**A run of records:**
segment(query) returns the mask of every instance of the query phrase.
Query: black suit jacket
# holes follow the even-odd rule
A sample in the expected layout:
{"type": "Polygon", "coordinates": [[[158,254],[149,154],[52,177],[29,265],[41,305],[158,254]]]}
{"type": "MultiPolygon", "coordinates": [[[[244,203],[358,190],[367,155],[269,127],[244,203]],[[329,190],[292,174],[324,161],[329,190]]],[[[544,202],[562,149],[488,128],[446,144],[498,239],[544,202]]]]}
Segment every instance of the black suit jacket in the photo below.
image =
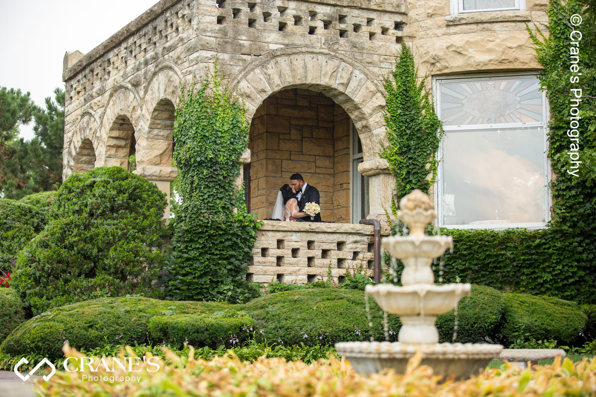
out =
{"type": "MultiPolygon", "coordinates": [[[[298,207],[300,208],[300,212],[303,212],[306,203],[316,203],[320,206],[320,201],[321,196],[316,188],[311,185],[307,185],[305,191],[302,192],[302,196],[300,198],[300,201],[298,201],[298,207]]],[[[315,219],[312,221],[311,220],[311,217],[308,215],[300,219],[303,219],[304,221],[321,222],[321,213],[319,212],[315,215],[315,219]]]]}

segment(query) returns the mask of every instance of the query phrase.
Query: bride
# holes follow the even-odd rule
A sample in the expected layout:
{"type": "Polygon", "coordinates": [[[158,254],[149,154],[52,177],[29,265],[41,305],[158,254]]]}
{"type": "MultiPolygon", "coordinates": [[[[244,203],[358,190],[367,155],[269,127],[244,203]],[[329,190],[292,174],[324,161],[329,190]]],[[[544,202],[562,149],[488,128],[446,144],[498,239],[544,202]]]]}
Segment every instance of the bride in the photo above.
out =
{"type": "Polygon", "coordinates": [[[306,212],[300,212],[298,208],[298,200],[296,199],[296,191],[287,184],[280,188],[277,193],[277,201],[273,207],[272,219],[283,221],[295,221],[307,216],[306,212]]]}

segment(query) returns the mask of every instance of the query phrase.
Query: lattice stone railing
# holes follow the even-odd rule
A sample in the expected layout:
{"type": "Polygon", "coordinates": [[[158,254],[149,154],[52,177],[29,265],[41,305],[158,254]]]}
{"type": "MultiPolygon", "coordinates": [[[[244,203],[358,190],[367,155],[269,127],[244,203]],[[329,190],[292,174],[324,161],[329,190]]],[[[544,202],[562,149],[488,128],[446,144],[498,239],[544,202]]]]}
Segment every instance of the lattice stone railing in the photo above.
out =
{"type": "MultiPolygon", "coordinates": [[[[265,221],[257,232],[247,277],[256,283],[304,284],[334,281],[346,271],[373,275],[372,226],[360,224],[265,221]]],[[[381,235],[389,229],[381,228],[381,235]]]]}

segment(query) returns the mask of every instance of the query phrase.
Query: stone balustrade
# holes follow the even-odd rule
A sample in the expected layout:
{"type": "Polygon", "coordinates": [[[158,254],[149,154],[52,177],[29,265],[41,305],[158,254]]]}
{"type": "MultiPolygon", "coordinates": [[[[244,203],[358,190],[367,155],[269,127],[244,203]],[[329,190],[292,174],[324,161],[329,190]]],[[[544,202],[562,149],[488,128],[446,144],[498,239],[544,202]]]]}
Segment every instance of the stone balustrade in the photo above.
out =
{"type": "MultiPolygon", "coordinates": [[[[247,275],[256,283],[334,281],[355,270],[371,277],[374,265],[372,226],[265,221],[257,232],[247,275]]],[[[381,235],[389,230],[382,227],[381,235]]]]}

**What the task asks:** Exclude the pictures, and transcribe all of the material exactly.

**The completed task:**
segment(query) returns the mask of every instance of the query phrase.
Query: black suit jacket
# holes follow the even-odd rule
A sample in the expected layout:
{"type": "Polygon", "coordinates": [[[158,254],[149,154],[52,177],[29,265],[41,305],[158,254]]]}
{"type": "MultiPolygon", "coordinates": [[[[244,203],[358,190],[367,155],[269,127],[244,203]],[[329,190],[292,174],[324,161],[329,190]]],[[[544,202],[562,149],[488,128],[446,144],[498,239],[544,202]]]]}
Segment every instance of the black suit jacket in the photo below.
image =
out =
{"type": "MultiPolygon", "coordinates": [[[[298,207],[300,208],[300,212],[303,212],[306,203],[316,203],[320,206],[320,201],[321,196],[316,188],[311,185],[307,185],[305,191],[302,192],[302,196],[300,198],[300,201],[298,201],[298,207]]],[[[315,219],[312,221],[311,220],[311,217],[308,215],[300,219],[303,219],[304,221],[321,222],[321,213],[319,212],[315,215],[315,219]]]]}

segment(query) returns the mask of every instance of the query phrase.
Query: bride
# holes follow the even-odd rule
A sample in the expected layout:
{"type": "Polygon", "coordinates": [[[158,254],[149,154],[52,177],[29,265],[41,305],[158,254]]]}
{"type": "MultiPolygon", "coordinates": [[[[244,203],[358,190],[367,155],[269,127],[244,203]],[[329,190],[292,174],[324,161],[329,190]]],[[[544,202],[562,149],[488,128],[446,144],[498,239],[544,202]]]]}
Segment every instance of the bride in the photo above.
out =
{"type": "Polygon", "coordinates": [[[306,212],[300,212],[298,208],[298,200],[296,199],[296,191],[287,184],[280,188],[277,193],[277,201],[273,207],[272,219],[283,221],[295,221],[307,216],[306,212]]]}

segment(query) returns the mask of every instance of the query phrase.
Query: lattice stone railing
# holes follow the even-odd rule
A sample in the expected layout:
{"type": "Polygon", "coordinates": [[[158,254],[149,154],[52,177],[29,265],[41,305],[158,254]]]}
{"type": "MultiPolygon", "coordinates": [[[[244,203],[358,190],[367,155],[269,127],[244,203]],[[329,190],[292,174],[324,161],[329,190]]],[[[544,202],[562,149],[488,128],[446,144],[498,239],[544,202]]]]}
Segment every instance of the lattice stone railing in the photo above.
out =
{"type": "MultiPolygon", "coordinates": [[[[265,221],[257,232],[247,277],[256,283],[304,284],[334,281],[346,271],[373,275],[372,226],[360,224],[265,221]]],[[[381,235],[389,229],[381,228],[381,235]]]]}

segment(query) returns the mask of every instance of the query phrase.
Query: stone balustrade
# holes follow the even-odd rule
A sample in the expected layout:
{"type": "Polygon", "coordinates": [[[158,254],[149,154],[52,177],[29,265],[41,305],[158,254]]]}
{"type": "MultiPolygon", "coordinates": [[[[244,203],[358,190],[367,155],[269,127],[244,203]],[[329,190],[292,174],[324,161],[329,190]]],[[[544,202],[562,149],[488,128],[446,144],[498,239],[544,202]]]]}
Segment every instance of the stone balustrade in the photo above.
out =
{"type": "MultiPolygon", "coordinates": [[[[247,275],[256,283],[334,281],[355,270],[371,277],[374,265],[372,226],[265,221],[257,232],[247,275]]],[[[381,235],[389,230],[382,227],[381,235]]]]}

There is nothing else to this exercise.